Stated problem: Copy the records starting at the line containing "Task: in the photo above, where can the white" and ending at the line containing "x=121, y=247", substituting "crane boom" for "crane jib" and leaving everything else unchanged.

Data in this exercise:

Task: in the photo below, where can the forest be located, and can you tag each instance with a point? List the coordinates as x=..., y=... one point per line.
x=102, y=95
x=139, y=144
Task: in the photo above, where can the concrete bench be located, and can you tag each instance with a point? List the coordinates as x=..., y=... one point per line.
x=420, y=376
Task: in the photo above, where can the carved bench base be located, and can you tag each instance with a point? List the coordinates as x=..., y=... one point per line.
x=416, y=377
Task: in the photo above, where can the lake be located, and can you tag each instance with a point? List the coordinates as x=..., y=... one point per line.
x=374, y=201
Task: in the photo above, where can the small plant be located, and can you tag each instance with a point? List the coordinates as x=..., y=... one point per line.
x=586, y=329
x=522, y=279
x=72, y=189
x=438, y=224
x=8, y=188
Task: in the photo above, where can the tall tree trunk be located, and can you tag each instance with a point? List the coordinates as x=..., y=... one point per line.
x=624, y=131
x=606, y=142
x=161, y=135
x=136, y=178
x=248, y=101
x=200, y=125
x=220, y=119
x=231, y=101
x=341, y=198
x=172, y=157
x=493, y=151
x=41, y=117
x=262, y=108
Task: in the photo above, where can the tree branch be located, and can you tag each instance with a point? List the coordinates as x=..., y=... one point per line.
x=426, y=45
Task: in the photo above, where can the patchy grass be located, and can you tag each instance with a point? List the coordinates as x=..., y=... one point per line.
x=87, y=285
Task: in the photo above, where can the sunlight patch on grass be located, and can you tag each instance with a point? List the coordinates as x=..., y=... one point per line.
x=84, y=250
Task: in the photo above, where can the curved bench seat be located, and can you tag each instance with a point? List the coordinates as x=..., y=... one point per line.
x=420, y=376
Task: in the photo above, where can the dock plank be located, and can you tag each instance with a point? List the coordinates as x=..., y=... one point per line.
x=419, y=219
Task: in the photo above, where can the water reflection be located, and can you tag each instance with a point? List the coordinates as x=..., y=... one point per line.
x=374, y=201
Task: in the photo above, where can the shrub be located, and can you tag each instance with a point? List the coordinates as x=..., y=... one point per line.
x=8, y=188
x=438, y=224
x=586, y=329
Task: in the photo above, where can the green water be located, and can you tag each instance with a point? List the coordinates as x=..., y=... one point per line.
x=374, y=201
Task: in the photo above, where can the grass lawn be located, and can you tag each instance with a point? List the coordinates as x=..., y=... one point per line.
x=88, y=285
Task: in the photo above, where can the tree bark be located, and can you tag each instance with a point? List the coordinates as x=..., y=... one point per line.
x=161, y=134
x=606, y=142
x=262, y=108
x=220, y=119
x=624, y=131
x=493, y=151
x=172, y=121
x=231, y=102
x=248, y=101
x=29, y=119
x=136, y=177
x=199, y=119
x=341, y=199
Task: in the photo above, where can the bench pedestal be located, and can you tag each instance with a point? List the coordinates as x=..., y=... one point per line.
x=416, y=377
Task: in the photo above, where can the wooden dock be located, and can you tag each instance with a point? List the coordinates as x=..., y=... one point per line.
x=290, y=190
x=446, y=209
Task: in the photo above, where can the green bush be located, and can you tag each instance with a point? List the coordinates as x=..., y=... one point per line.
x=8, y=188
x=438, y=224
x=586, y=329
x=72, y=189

==

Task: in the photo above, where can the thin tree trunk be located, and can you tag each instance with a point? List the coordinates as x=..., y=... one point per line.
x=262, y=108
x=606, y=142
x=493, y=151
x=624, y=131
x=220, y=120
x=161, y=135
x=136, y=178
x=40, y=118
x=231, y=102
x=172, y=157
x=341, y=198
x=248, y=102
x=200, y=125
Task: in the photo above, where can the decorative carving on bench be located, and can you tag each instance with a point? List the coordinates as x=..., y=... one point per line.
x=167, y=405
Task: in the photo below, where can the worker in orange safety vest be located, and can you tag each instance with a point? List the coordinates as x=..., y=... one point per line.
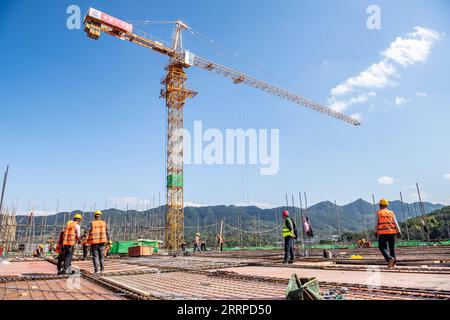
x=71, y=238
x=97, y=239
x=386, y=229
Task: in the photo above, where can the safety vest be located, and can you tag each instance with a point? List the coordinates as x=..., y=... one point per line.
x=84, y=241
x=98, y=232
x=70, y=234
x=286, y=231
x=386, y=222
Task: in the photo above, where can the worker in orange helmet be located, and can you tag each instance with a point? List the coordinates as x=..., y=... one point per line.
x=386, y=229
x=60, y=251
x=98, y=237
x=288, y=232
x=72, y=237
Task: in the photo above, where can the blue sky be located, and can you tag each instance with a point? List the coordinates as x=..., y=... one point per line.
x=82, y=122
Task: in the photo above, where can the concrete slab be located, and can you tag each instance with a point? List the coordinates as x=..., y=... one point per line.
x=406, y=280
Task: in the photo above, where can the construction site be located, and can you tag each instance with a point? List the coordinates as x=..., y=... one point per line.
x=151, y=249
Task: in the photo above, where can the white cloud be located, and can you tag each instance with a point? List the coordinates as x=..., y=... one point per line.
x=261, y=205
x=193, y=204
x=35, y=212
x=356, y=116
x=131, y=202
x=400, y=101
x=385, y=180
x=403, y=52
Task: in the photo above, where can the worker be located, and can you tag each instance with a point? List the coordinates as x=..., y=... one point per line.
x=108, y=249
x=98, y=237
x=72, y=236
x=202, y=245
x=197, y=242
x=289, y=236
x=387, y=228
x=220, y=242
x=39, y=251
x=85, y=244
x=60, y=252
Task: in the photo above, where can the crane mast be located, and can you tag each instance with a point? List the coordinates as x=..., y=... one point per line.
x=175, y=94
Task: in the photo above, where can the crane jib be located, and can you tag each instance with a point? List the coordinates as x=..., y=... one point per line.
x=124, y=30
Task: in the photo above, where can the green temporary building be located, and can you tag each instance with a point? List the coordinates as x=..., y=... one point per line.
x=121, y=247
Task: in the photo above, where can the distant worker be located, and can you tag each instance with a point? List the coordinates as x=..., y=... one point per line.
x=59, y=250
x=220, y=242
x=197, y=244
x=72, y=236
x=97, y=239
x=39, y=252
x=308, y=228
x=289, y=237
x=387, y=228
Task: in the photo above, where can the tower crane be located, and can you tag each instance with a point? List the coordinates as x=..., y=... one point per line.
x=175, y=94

Right answer:
Task: in the photo above, where can the white cloud be located, and can you tag each instance with a point? List the coordinates as x=..., y=... one point per line.
x=261, y=205
x=193, y=204
x=35, y=212
x=356, y=116
x=131, y=202
x=400, y=101
x=385, y=180
x=403, y=52
Task: in the photo above, where can the worker be located, and can you tag each instance with a point? List the coordinates as x=..., y=... one point per line.
x=108, y=249
x=98, y=237
x=72, y=236
x=202, y=245
x=197, y=242
x=289, y=236
x=387, y=228
x=220, y=242
x=39, y=251
x=85, y=244
x=60, y=252
Task: in the photo above, where can the crane mast be located, and can you tag each instance with a point? List the coordinates as x=..., y=... one point per line.
x=175, y=94
Task: in the photo above, where can the crane boom be located, and can you tag each instance with a point? List the coordinates as x=..., y=... one point per line.
x=124, y=30
Task: in the photo above, where can the green temporary building be located, and can you tag each instance with a point? List the coordinates as x=..., y=... one point per line.
x=121, y=247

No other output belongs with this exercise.